# Assignment:
Beginning at the line that includes "black mane and report the pixel coordinates.", print each remaining line of the data word for word. Output nothing else.

▬▬▬

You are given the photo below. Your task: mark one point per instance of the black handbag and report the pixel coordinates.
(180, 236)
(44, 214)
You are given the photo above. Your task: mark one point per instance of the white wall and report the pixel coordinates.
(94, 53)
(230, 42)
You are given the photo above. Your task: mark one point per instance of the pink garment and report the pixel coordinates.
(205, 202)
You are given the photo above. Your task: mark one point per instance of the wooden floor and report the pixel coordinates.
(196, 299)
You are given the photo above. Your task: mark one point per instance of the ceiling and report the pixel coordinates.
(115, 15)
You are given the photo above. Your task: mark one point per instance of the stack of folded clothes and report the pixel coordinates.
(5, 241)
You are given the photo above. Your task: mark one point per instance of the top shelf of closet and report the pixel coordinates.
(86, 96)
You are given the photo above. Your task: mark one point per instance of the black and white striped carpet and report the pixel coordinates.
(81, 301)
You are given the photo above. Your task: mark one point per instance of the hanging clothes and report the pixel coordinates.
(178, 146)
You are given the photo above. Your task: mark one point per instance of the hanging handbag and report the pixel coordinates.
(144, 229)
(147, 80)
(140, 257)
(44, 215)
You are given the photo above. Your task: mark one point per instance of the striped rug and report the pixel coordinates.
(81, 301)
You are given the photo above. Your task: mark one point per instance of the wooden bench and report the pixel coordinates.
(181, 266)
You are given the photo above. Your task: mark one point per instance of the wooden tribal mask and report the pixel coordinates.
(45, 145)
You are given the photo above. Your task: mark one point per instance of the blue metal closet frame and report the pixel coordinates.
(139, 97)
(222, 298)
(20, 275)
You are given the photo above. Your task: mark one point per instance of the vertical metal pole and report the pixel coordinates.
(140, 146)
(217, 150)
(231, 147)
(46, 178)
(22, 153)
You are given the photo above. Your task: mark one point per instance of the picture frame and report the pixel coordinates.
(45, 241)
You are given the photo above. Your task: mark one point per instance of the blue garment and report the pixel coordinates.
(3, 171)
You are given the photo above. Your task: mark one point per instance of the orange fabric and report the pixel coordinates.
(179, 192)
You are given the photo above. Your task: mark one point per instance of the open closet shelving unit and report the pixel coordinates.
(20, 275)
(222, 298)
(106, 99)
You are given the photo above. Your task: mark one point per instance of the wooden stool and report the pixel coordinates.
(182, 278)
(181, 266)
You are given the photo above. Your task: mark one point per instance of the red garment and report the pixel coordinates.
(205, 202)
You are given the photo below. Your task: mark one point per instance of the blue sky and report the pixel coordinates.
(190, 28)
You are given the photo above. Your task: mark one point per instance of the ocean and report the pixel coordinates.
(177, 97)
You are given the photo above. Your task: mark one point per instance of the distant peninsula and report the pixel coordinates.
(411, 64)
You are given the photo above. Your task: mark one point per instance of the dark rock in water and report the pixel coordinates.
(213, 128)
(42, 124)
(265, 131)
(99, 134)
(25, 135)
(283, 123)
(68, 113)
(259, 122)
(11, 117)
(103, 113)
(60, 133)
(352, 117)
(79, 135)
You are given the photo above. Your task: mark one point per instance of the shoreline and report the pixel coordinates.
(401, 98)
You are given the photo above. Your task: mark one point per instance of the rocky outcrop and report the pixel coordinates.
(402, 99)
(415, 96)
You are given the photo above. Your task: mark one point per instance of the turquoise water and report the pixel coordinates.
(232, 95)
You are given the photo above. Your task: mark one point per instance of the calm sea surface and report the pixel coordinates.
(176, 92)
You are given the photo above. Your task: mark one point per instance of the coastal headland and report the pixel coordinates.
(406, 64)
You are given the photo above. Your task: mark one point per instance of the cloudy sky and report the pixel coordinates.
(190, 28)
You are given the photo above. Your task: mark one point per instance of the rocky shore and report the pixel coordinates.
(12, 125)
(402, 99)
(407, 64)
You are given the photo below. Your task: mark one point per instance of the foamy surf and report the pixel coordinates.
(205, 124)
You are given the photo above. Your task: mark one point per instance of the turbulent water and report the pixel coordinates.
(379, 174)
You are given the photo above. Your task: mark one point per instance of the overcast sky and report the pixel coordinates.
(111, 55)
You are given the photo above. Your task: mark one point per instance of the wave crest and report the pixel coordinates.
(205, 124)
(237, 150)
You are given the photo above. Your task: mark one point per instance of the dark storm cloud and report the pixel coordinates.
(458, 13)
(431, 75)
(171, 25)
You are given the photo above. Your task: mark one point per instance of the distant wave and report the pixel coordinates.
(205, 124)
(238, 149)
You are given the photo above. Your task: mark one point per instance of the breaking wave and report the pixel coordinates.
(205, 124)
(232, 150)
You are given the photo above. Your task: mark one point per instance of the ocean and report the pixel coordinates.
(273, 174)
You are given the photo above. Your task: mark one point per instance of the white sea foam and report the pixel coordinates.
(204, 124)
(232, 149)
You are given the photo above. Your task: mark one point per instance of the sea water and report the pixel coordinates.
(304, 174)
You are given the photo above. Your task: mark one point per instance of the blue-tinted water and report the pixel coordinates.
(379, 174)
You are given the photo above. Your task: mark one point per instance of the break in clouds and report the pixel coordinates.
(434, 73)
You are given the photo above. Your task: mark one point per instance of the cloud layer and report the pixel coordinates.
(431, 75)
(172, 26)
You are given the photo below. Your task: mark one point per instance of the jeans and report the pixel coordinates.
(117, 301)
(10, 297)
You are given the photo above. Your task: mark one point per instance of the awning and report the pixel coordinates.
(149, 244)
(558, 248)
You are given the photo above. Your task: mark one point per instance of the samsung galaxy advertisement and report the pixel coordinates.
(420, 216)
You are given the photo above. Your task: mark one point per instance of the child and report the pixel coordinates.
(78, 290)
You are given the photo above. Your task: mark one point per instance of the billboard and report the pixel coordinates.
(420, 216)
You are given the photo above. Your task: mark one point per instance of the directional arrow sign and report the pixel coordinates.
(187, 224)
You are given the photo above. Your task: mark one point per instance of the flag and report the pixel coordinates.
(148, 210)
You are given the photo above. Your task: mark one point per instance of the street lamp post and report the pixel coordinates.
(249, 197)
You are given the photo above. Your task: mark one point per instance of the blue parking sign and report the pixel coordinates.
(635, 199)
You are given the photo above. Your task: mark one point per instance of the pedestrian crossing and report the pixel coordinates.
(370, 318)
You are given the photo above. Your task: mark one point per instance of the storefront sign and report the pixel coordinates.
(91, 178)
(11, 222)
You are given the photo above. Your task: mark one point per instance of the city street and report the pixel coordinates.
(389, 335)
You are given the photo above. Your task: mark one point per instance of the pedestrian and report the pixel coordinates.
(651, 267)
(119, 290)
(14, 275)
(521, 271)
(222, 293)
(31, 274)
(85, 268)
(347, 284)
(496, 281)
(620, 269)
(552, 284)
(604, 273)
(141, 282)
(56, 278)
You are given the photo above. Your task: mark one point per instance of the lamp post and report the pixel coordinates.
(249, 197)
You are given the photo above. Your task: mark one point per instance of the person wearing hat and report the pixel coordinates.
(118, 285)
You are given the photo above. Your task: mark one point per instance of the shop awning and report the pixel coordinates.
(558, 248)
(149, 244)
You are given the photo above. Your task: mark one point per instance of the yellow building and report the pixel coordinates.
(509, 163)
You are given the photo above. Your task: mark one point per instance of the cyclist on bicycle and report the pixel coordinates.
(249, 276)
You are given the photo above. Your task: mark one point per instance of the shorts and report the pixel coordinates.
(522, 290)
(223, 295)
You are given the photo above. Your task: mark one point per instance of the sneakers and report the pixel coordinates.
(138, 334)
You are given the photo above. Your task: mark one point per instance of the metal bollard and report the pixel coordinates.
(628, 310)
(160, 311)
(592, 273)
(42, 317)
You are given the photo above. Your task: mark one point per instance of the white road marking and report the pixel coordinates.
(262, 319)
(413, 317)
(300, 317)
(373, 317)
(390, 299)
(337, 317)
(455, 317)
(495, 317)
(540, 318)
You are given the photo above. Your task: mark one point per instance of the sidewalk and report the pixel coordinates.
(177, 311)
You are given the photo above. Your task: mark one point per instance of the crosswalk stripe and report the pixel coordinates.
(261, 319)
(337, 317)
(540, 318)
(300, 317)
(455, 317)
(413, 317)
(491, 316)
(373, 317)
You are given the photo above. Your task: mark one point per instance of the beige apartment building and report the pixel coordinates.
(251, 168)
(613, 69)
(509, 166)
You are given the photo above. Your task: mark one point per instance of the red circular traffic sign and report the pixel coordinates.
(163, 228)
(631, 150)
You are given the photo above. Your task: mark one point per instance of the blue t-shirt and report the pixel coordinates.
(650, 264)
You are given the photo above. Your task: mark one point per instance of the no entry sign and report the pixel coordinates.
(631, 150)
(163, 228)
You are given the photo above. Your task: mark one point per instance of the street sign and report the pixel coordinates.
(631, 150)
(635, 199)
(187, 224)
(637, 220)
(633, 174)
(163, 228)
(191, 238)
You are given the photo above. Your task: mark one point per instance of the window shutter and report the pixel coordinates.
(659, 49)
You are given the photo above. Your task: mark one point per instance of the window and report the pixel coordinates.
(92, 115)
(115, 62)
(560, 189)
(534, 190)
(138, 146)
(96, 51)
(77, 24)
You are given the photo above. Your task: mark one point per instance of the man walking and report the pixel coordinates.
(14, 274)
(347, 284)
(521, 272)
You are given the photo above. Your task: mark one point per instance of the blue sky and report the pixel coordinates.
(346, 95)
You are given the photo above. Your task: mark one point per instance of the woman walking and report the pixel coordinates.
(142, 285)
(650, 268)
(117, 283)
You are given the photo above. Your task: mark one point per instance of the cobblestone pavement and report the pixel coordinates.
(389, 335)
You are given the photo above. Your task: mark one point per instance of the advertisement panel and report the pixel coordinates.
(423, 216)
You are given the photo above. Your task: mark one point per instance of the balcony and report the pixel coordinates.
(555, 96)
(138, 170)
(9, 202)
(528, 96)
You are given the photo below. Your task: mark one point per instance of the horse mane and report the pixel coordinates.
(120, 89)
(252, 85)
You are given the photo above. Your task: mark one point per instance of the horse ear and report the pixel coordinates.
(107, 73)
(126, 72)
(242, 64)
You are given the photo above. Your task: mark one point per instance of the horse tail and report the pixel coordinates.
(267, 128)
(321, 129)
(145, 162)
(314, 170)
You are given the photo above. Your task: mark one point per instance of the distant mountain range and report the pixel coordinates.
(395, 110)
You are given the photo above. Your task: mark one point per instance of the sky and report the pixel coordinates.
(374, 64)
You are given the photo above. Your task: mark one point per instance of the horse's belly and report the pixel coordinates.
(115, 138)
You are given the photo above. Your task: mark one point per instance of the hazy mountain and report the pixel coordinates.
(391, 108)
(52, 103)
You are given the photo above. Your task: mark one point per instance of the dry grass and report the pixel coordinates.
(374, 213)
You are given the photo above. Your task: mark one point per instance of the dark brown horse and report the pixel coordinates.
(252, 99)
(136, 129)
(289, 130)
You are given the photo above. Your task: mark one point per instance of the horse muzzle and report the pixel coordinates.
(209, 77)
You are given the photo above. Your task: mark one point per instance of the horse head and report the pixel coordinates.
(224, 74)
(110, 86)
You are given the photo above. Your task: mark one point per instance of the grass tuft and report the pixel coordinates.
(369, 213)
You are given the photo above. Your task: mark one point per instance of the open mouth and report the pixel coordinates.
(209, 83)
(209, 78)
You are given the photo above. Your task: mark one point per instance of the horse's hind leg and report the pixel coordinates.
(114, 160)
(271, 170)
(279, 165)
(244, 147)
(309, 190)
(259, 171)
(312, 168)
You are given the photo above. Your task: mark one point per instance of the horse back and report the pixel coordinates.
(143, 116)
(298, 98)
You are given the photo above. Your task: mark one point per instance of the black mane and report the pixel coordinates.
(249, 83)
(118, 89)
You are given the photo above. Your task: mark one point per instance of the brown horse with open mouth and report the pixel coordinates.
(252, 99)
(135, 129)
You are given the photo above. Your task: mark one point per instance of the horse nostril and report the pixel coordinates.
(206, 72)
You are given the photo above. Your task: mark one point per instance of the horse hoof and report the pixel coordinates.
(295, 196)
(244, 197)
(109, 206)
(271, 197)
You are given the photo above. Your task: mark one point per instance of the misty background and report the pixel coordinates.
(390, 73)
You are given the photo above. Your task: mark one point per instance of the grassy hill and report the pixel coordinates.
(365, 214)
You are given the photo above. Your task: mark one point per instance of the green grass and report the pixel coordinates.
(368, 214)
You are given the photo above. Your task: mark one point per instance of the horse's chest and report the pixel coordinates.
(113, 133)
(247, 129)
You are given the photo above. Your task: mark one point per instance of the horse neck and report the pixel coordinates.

▬▬▬

# Written reply:
You are given the photo above. Your task: mark one point per instance of the black mane and report the pixel coordinates.
(249, 83)
(118, 89)
You are given the photo above. Your task: mark one point per instance of the brown horse with open mouth and report the pixel coordinates.
(252, 99)
(135, 129)
You are given the photo above. Your task: mark one point per instance of the horse nostril and report the pixel coordinates.
(206, 72)
You are given the photo above. Your task: mark one point per instance of the horse hoof and report the pixel coordinates.
(295, 196)
(244, 197)
(109, 206)
(271, 197)
You are given the photo above. Your task: mark one point per instance of the misty background and report the pixel coordinates.
(390, 73)
You are given the photo above. Your task: mark one point per instance of the grassy hill and report the pixel coordinates.
(365, 214)
You are given the photo above. Your task: mark one point per instance of the green grass and report the pixel coordinates.
(368, 214)
You are given the photo above. Your task: mark one point per instance of the horse's chest and report the pixel coordinates.
(113, 133)
(247, 129)
You are given the photo above. Your task: mark one point per instance of the horse neck and report the pixel coordinates.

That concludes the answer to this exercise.